* [Task] Repeat the records word for word, excluding any picture.

[Stored data entries]
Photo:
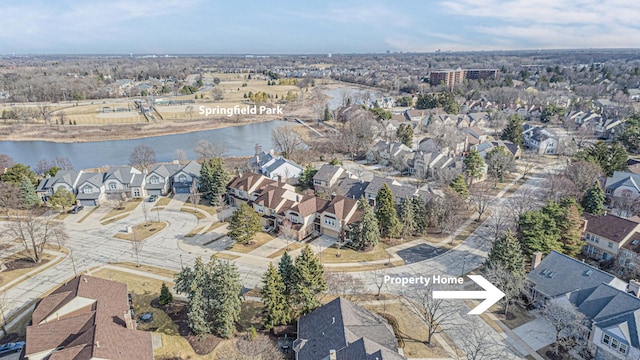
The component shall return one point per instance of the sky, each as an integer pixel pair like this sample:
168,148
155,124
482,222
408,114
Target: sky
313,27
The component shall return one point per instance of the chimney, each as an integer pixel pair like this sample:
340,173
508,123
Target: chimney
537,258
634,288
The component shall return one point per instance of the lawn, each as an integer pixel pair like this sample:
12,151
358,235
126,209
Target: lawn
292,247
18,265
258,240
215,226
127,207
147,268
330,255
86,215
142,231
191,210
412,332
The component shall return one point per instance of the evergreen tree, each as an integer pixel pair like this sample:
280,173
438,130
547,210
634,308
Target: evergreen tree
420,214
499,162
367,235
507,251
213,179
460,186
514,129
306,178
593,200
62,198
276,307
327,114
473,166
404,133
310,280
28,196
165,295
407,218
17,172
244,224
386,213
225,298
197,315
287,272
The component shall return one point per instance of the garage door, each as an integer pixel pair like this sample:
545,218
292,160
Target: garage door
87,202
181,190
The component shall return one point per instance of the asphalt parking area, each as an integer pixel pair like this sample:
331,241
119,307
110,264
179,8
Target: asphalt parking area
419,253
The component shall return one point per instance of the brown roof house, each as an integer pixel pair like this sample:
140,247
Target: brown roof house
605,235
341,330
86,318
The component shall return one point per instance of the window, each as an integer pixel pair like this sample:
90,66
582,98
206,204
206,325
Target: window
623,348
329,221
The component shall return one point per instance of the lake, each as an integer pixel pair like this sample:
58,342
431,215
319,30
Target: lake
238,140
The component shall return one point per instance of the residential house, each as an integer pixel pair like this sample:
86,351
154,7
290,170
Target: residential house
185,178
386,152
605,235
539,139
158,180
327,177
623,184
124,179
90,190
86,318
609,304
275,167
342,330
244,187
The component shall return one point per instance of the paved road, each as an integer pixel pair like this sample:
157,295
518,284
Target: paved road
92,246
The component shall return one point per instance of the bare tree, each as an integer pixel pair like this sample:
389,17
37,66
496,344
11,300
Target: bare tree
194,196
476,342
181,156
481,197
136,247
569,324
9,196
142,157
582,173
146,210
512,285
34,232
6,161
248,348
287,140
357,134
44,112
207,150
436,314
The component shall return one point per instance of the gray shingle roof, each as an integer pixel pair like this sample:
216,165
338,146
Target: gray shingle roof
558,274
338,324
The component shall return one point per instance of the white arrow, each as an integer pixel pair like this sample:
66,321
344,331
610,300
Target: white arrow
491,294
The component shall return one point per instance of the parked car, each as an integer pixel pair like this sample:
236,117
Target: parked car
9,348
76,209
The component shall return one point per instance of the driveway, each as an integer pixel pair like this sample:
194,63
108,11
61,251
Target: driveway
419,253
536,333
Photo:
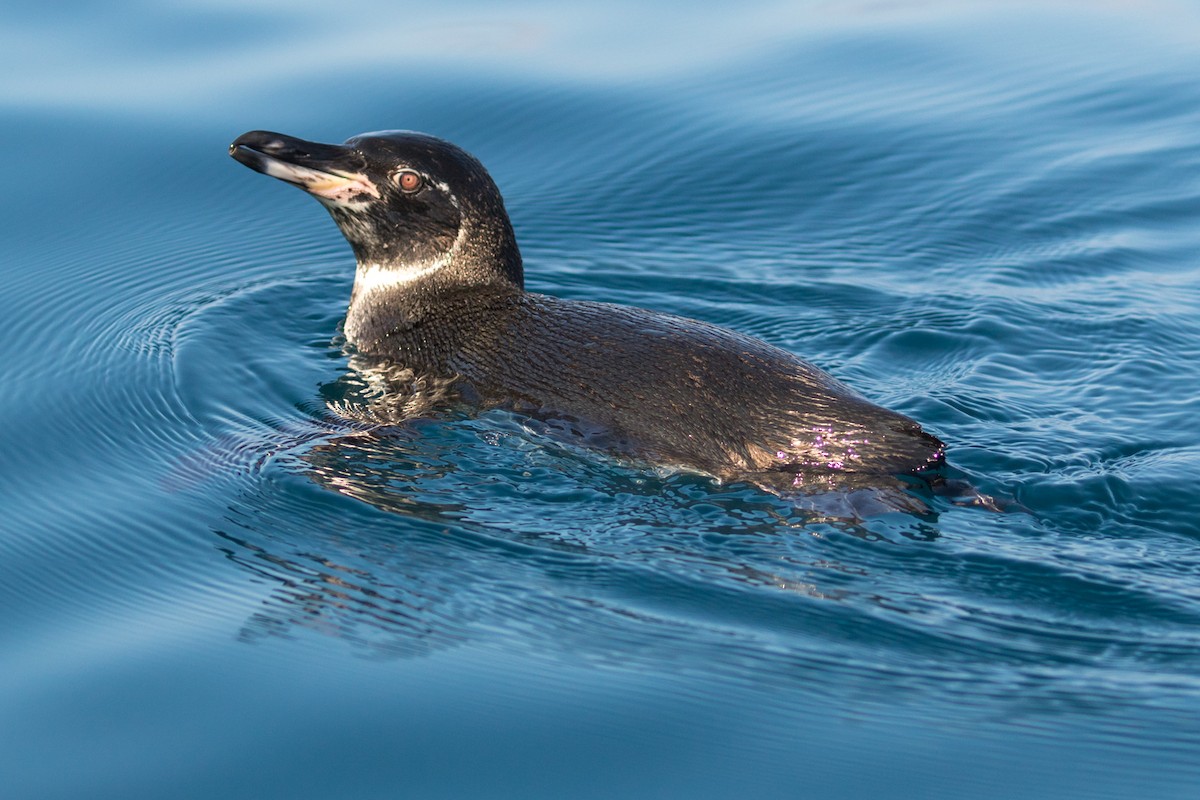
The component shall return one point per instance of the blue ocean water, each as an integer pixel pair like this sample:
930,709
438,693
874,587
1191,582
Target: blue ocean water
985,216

* [Reply to the exercise]
Photo:
The component shall return one point per instance of the sky, each as an integer pixel pair like this sample:
168,148
155,124
482,222
408,114
Target: sky
313,27
The component shall return one point per instance of the chimney, each as an integer pixel pair like this sample:
340,173
508,123
Target: chimney
537,258
634,288
The component shall return one point per instance of the lawn, each as an integer pixel pair like this sample:
12,151
358,235
126,209
Target: lawn
292,247
18,265
258,240
215,226
127,207
147,268
330,255
86,215
142,231
191,210
412,332
The component shall return one point per instance of the evergreen tree, each as an integer pixel pair like this sample:
280,173
438,130
547,210
634,308
Target: evergreen tree
420,214
499,162
367,235
507,251
213,179
460,186
514,129
306,178
593,200
62,198
276,307
327,114
473,166
404,133
310,280
28,196
165,295
407,218
17,172
244,224
386,213
225,298
197,315
287,272
The component shall return one point per instance of the garage door, each as an integer pixel pair like this sample:
545,218
292,160
Target: garage door
87,202
181,190
The component shall return one point per instance of the asphalt parking area, each as an integer pixel pair like this sample:
331,241
119,307
110,264
179,8
Target: asphalt parking area
419,253
The component shall return one point per instance of the brown roof house, each as an integer pixel pair like this sample:
140,247
Target: brown roof house
605,235
341,330
86,318
The component shall return one point per instance of the window, each as an integer pixel pair like this sample:
90,66
582,98
206,204
206,325
Target: window
623,348
329,221
The component shall return one point per instance of the lake, each as an integer pixel pair like this sample:
58,342
431,215
319,30
Target: lake
238,140
The component shall return one point per instance of the residential house, each as an integer pixel pair like this sample:
86,351
154,7
290,170
Target: residential house
185,178
386,152
605,235
539,139
158,180
327,177
623,184
124,179
90,190
86,318
609,304
275,167
342,330
244,187
The component shall return one point per instance of the paved road, each as an integer pixel pair like this sample:
157,295
518,284
Target: paved road
92,246
The component shall return one point per instance of the bare tree, each as an integer pixel pair like this sample:
389,17
37,66
496,344
11,300
Target: bare tree
194,196
476,342
181,156
481,197
136,247
569,324
9,196
142,157
582,173
146,210
512,285
34,232
6,161
248,348
287,140
357,134
44,112
207,150
436,314
The component shall return one point per instance of the gray shingle roof, each as an integer pixel pair like this sample:
216,165
338,146
Target: gray shingle roof
558,274
338,324
The component shall return one point per instance of the white arrow, each as an integer pixel pair like this sample:
66,321
344,331
610,300
Target: white arrow
491,294
The component shall return one point per instance of the parked car, each as an integer pixel pair like this sample:
236,117
Target: parked car
9,348
76,209
The component shall return one point per instance of the driveway, each as an integer pixel pair like this sample:
194,63
108,11
61,251
Target: driveway
419,253
536,333
Photo:
The component shall return one point per instance of the blue ocean water, each as an integer pixel pair like this sample:
930,709
438,693
874,587
1191,582
Target: blue ocean water
985,216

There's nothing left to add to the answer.